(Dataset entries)
=== Section Start ===

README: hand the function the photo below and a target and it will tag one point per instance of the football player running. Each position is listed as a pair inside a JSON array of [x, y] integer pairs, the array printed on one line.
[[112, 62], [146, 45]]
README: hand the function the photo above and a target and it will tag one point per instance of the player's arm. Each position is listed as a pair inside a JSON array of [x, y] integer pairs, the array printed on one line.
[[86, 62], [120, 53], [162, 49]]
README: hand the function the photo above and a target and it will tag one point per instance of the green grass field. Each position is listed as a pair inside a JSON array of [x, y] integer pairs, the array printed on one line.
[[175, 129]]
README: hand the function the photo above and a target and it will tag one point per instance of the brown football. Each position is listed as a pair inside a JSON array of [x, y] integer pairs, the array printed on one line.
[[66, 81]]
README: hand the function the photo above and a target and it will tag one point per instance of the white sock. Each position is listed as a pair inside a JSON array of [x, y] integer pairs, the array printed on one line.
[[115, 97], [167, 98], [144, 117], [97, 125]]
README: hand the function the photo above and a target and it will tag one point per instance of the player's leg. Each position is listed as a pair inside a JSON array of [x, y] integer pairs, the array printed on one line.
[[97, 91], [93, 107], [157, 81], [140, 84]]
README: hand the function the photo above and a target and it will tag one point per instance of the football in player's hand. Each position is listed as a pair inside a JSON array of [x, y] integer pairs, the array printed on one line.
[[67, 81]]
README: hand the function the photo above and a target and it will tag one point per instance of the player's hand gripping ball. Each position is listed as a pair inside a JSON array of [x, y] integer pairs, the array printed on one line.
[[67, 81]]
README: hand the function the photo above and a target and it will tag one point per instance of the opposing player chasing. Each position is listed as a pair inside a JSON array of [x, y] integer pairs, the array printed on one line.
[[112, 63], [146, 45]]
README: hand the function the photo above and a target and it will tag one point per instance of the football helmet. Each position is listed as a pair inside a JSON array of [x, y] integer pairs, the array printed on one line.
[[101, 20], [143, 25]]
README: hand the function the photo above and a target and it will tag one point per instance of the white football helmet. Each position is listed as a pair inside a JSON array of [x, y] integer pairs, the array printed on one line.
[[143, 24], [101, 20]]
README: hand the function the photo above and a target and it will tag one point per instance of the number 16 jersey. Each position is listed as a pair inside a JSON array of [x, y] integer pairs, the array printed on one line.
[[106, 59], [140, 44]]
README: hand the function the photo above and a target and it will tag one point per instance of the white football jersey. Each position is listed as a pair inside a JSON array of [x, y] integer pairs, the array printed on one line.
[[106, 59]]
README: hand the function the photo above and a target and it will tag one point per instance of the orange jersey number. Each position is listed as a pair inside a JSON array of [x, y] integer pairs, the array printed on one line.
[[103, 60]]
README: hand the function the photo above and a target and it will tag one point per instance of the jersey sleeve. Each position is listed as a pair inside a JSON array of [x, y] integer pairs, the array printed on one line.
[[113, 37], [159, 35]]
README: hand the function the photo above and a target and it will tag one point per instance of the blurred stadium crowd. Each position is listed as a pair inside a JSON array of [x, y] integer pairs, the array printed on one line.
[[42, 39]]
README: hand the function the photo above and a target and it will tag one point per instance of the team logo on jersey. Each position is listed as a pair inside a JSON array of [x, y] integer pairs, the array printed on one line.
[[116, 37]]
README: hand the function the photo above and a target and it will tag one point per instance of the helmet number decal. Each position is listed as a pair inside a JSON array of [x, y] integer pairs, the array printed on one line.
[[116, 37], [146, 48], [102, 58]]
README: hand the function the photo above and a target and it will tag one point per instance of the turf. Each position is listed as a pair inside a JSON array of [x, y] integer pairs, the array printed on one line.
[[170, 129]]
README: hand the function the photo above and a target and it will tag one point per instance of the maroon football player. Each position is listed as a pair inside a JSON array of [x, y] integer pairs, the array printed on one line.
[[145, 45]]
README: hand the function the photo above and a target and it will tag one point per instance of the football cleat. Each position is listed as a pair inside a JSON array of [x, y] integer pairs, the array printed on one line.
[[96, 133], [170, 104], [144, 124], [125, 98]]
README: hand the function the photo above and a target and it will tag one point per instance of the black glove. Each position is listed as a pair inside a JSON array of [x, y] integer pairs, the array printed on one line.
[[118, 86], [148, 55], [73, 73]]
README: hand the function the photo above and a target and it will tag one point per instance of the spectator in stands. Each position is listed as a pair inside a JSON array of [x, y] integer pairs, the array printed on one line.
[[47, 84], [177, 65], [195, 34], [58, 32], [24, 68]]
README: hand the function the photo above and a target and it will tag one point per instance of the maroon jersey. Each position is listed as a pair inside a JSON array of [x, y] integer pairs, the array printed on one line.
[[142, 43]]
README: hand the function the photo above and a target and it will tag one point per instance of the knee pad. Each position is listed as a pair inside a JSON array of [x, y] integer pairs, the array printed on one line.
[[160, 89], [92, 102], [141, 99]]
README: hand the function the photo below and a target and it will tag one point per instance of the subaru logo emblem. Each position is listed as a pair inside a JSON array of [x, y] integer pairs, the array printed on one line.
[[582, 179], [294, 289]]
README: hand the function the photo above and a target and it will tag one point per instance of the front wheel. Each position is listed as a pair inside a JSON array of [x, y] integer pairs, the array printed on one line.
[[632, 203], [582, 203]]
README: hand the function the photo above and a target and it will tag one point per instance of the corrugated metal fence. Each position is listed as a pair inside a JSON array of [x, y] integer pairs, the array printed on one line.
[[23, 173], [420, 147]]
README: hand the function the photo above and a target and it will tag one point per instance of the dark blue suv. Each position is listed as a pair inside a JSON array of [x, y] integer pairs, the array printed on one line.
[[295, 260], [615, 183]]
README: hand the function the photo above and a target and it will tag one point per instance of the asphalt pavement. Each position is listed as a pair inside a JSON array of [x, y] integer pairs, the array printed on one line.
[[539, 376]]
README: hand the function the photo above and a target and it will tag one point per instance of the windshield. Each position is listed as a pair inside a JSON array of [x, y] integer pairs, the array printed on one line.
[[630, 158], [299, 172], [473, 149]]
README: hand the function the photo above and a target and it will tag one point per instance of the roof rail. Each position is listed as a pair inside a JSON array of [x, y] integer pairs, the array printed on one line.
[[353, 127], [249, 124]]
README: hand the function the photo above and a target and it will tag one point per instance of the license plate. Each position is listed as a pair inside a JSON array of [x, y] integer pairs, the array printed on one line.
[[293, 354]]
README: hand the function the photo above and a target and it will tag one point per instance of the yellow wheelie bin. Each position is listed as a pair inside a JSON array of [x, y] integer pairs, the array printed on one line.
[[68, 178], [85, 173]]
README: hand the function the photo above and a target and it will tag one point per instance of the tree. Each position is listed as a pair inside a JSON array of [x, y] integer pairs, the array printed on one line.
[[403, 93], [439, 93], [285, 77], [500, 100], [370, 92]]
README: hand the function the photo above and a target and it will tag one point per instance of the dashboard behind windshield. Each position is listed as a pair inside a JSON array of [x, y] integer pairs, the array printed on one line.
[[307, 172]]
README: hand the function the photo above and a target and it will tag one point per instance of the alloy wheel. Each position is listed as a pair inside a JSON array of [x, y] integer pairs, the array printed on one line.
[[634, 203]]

=== Section End ===

• WHAT TO PRODUCE: The expected output is an exact copy of all the records above.

• ANSWER TO THIS PROBLEM:
README: hand the function the photo below and a target and it will tag one point per instance of the football player running. Each position is listed as a pair inside a JSON array of [x, y] integer pairs, the array printed on one line.
[[112, 62], [146, 45]]
README: hand the function the photo above and a target and it will tag one point per instance of the player's arm. Each position is listed as a pair inside a JSON array of [x, y] integer pairs, the array printed on one line.
[[86, 62], [120, 53], [162, 49]]
README: hand the function the photo above and a target and it will tag one point per instance of the green grass field. Each position is listed as a pair inside a JSON array of [x, y] integer pairs, the array printed on one line.
[[175, 129]]
README: hand the function the photo above and a target and it will tag one point per instance of the brown football. Each position is listed as a pair inside a JSON array of [x, y] integer pairs, the array printed on one line.
[[66, 81]]
README: hand the function the photo above and a target and it will tag one point per instance of the white sock. Each position is listed as a pair inside a JSON array of [x, y] integer pairs, the array printed on one line.
[[115, 97], [167, 98], [144, 117], [97, 125]]
README: hand the function the photo above and a target and it will tag one point per instance of the player's leg. Each position is listed as a pair inside a JSON array of [x, y] integer pairs, the array printed on one line.
[[97, 91], [93, 107], [157, 81], [140, 84]]
README: hand the function the photo above and a target and it will tag one point per instance of the football in player's hand. Each position is listed as a pair inside a JSON array of [x, y] integer pairs, the array printed on one line.
[[67, 81]]
README: hand the function the photo above and a target and it will tag one point per instance of the player's hand gripping ball. Each position is listed as a pair inside a JSON array of [x, y] integer pairs, the array printed on one line.
[[67, 81]]
README: hand the function the photo above and a target and it will tag one point per instance of the opposing player chasing. Each position is listed as a pair inside a JSON array of [x, y] integer pairs, the array printed on one line.
[[112, 63], [146, 45]]
README: hand the function the photo above and a target and it will tag one point per instance of the football helmet. Each position is listed as a pair inside a JSON array of [x, y] integer pairs, the array printed on one line.
[[101, 20], [143, 25]]
README: hand the function the photo above and a target and it will tag one point per instance of the white football helmet. Each position is listed as a pair inside a JSON array of [x, y] integer pairs, the array printed on one line.
[[143, 24], [101, 20]]
README: hand the function the photo above and a target and it will tag one point per instance of the number 16 jersey. Each position is listed as a pair inside a JSON array of [x, y] integer pairs, the array printed on one line.
[[106, 59], [140, 44]]
README: hand the function the photo above and a target and it will tag one point per instance of the white football jersey. Each position is listed as a pair inside a JSON array of [x, y] integer pairs, the array printed on one line.
[[106, 59]]
README: hand the function the photo above and a target and it will tag one point per instance of the orange jersey number. Each position is listed as a pair inside a JSON array of [x, y] integer pairs, the array printed on one line.
[[103, 60]]
README: hand the function the photo above and a target and it will tag one point per instance of the jersey sleeve. Each position is listed as a pair inside a JSON array of [x, y] integer pairs, the array printed on one line.
[[113, 37], [159, 35]]
README: hand the function the photo above and a target and it will tag one point per instance of the blurred stadium crowd. Each position is listed as a pair inside a JSON array of [x, y] integer pairs, the array printed on one line.
[[42, 39]]
README: hand the function the photo above and a target and it will tag one point per instance of the team logo on jersey. Each position is listed as a pair inside a JSON array of [x, y] integer pairs, the array printed on one line.
[[116, 37]]
README: hand the function the photo above and a target and it will tag one point per instance of the helmet number decal. Each position is listed as a pair inside a JSON array of [x, y] integer pairs, the array printed on one line.
[[116, 37], [146, 48], [102, 58]]
README: hand the function the photo above and a target and it will tag one point per instance of the turf. Each position is listed as a pair inside a JSON array of [x, y] integer pairs, the array printed on one line.
[[170, 129]]
README: hand the function the photo above and a target and it will tag one point per instance of the maroon football player. Each position is listed as a pair inside a JSON array of [x, y] integer pairs, the array printed on one line.
[[145, 45]]
README: hand the function the photo above and a target and it will tag one point per instance of the football cleat. Each position is listed as a pair inside a JSON array of [x, y] integer pairs, the array printed on one line.
[[96, 133], [170, 104], [144, 124], [125, 98]]
README: hand the function the photo above and a target and it will tag one point per instance of the black glove. Each position is listed as a pair inside a JSON array of [x, y] integer pairs, the array printed on one line.
[[118, 86], [148, 55], [73, 73]]
README: hand the function the photo above and a target and it will tag one point per instance of the spectator in stands. Each position is listed as a pair inside a JSON array of [x, y] integer pairs, the array printed on one line.
[[47, 84], [177, 65], [195, 34], [58, 32], [24, 68]]
README: hand the function the photo above and a target and it will tag one point per instance of the maroon jersey. Each position is listed as a pair inside a JSON array of [x, y] integer pairs, the array printed on one line.
[[142, 43]]
README: hand the function the photo above and a target and it will tag one point per instance of the knee pad. Each position is listed as a pair inside a JSON array of [x, y] integer pairs, the array printed on one line.
[[160, 89], [92, 102], [141, 99]]
README: hand the function the photo below and a target and it will tag one point per instance of the subaru logo emblem. Each position is listed as a pair inside a JSON array of [x, y] integer pairs, the array printed on one line.
[[582, 179], [294, 289]]
README: hand the function the photo above and a target and it will tag one point per instance of the front wheel. Each position is listed as a pair inside a JSON array of [x, y] integer pairs, the array printed on one line.
[[632, 203], [582, 203]]
README: hand the function the photo above and a target and it will tag one point per instance of the corrugated metal fence. Each position is listed as a pair inside a JSON array of [x, y] integer pairs, the array printed on one line.
[[23, 173], [420, 147]]
README: hand the function the photo above and a target and it will tag one point per instance of the dark blue suv. Each position is listed as a pair inside a JSON array of [x, y] integer pairs, the array printed on one line.
[[295, 260], [615, 183]]
README: hand the function the photo above and a target and it will tag one point per instance of the asphalt pavement. Each position is listed as a pair inside a JSON array of [x, y] integer pairs, the array printed on one line.
[[539, 376]]
README: hand the function the photo above and a target and it will tag one point per instance of the windshield. Each position is listed as a pair inside a JSON array of [x, y] integer pairs, the array printed on one line.
[[630, 158], [299, 172], [473, 149]]
README: hand the function the photo above and a target and it will tag one point per instance of the roof rail. Each position is listed as a pair inside a JSON array of [x, y] integer pairs, the array printed on one line.
[[353, 127], [249, 124]]
README: hand the function the photo above and a target and it will tag one point per instance of the license plate. Each position is listed as a pair inside a JSON array of [x, y] integer pairs, the array printed on one line.
[[293, 354]]
README: hand the function the photo above and a target and it will tag one point per instance of the yellow wheelie bin. Each position is listed as a pair inside a JSON array of [x, y] integer pairs, the array printed on one line.
[[68, 178], [85, 173]]
README: hand the function the photo above and a target and it will tag one point per instance of the tree. Each position is listed as a pair inside a JSON array of [x, y] integer pairs, the array printed on one line.
[[403, 93], [439, 93], [285, 77], [500, 100], [370, 92]]
README: hand the function the photo above and a target and it will tag one point per instance of the dashboard behind windshield. Each position is listed as a pair inside a JSON array of [x, y] integer pairs, the array printed on one line.
[[307, 172]]
README: hand the function the photo above and a target and it will tag one point per instance of the alloy wheel. Each position is listed as a pair inside a JSON array of [x, y] integer pairs, the array printed on one line.
[[634, 203]]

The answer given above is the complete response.